HOW TO COMPLETE THIS TASK: Tell how many lines below include the word "badge". Only the number should appear.

GIVEN ENTRIES:
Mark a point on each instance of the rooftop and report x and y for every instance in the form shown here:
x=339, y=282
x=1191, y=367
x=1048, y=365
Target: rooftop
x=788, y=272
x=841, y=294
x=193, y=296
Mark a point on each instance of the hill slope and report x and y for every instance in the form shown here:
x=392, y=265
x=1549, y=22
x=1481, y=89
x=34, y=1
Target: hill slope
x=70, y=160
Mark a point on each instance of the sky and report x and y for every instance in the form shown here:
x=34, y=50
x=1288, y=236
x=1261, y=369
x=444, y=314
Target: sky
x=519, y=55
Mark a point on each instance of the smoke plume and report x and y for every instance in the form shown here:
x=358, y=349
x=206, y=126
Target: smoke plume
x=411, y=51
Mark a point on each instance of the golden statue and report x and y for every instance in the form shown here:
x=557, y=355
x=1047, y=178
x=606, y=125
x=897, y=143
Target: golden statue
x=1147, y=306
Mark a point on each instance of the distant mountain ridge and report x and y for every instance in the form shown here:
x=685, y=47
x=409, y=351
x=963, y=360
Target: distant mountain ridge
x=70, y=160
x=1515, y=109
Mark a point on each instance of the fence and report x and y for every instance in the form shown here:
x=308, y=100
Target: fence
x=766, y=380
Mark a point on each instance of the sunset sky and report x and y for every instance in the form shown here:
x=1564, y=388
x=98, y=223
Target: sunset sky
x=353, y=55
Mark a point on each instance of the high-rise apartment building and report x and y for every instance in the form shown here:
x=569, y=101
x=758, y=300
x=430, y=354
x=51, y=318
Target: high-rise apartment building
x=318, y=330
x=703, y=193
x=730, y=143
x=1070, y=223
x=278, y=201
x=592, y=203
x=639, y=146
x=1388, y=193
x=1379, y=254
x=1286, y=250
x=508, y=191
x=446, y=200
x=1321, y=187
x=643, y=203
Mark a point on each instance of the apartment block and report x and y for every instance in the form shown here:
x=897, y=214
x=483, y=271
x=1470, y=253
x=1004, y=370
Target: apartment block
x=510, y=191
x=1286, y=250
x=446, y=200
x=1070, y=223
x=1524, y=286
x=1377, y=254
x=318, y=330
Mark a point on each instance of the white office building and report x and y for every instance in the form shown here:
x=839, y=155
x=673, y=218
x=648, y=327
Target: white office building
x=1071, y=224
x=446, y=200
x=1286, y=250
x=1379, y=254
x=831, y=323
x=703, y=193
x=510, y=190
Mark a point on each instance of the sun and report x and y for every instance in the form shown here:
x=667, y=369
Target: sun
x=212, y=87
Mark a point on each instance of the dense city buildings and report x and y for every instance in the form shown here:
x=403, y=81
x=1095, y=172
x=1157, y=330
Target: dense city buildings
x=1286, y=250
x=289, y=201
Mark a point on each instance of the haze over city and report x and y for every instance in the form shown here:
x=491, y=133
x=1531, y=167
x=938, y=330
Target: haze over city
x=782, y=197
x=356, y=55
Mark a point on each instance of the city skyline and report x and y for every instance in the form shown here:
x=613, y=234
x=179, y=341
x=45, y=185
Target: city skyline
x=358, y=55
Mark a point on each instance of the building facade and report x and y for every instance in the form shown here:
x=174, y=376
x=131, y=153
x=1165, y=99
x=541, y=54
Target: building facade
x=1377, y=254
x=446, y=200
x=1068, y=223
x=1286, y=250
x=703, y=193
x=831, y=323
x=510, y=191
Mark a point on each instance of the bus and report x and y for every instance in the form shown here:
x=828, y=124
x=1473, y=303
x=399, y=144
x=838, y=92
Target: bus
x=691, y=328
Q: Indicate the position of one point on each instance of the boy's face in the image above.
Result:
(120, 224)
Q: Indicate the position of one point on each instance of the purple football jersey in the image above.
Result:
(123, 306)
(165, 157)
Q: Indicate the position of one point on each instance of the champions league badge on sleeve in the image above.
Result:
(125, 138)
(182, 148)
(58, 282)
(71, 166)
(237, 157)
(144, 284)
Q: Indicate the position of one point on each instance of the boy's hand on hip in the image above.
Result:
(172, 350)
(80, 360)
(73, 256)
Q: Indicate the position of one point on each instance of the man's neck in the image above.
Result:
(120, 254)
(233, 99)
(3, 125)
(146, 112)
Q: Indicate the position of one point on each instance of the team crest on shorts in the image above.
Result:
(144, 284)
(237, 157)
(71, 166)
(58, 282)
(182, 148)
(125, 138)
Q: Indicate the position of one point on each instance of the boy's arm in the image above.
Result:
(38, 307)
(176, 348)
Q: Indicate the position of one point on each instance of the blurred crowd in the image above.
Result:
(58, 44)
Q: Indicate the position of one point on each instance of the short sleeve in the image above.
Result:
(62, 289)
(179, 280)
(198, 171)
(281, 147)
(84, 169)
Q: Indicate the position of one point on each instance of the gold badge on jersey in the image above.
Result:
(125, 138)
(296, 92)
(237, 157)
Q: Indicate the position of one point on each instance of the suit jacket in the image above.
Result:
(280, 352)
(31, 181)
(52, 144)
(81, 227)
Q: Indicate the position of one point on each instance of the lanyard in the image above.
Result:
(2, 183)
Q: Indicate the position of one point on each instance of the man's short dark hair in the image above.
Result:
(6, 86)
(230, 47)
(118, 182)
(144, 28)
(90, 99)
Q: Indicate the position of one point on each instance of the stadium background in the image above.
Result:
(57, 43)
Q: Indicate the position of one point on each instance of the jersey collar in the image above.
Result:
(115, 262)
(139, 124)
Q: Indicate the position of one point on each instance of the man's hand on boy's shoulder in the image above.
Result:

ANSWER TO THIS TASK: 2